▶ _RECORDS PROVIDED_
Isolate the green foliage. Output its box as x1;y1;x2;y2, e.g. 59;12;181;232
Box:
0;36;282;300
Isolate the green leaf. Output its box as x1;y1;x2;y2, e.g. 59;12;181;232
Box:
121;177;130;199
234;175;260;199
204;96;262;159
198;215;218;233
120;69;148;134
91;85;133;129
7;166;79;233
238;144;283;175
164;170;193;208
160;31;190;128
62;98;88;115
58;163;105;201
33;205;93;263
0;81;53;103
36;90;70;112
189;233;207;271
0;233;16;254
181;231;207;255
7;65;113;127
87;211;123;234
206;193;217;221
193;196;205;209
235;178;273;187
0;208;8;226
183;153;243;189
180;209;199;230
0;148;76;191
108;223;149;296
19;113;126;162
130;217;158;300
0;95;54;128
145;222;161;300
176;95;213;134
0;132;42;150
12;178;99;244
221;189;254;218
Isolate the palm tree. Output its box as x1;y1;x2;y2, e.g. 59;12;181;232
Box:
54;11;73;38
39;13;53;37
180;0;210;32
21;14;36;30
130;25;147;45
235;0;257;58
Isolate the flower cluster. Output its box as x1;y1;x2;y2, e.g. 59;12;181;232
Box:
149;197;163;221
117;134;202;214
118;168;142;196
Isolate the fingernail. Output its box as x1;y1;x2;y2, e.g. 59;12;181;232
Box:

▶ _WRITTEN INSTRUCTION_
Copy the records above with every "Isolate" replaced by "Locate", and leave all other text unchanged.

▶ _PROBLEM SOLUTION_
Locate the green foliage. Output its box as x1;y1;x2;y2, e.g. 59;12;181;232
Box:
0;36;282;300
Locate the green leaf. Output its box as x1;y1;x2;y2, e.g. 59;12;181;232
Box:
121;177;130;199
234;175;260;199
204;96;262;159
198;215;218;233
120;69;148;134
91;85;133;129
7;166;79;233
238;144;283;175
164;170;193;208
160;31;190;128
62;98;88;115
58;163;105;201
33;205;93;263
0;81;53;103
36;90;70;112
189;233;207;271
0;233;16;254
181;231;207;255
7;65;113;127
87;211;123;234
206;193;217;221
193;196;205;209
235;178;273;187
0;208;8;226
183;153;243;189
180;209;199;230
0;148;76;191
108;223;149;296
19;113;126;162
130;217;158;300
0;95;54;128
145;222;161;300
176;95;213;134
0;132;42;150
12;178;99;244
221;189;254;218
Locate the palm tree. Output its box as x1;y1;x2;y2, e.g. 59;12;181;232
Box:
54;11;73;38
39;13;53;37
180;0;210;32
21;14;36;30
130;25;147;45
235;0;257;58
Locate the flower cluster. Output its box as x1;y1;x2;y2, e.g. 59;12;181;232
Box:
149;197;163;221
117;134;202;214
118;168;142;196
Locate the fingernail. Output its box as x1;y1;x2;y2, e.g. 59;12;181;232
Box:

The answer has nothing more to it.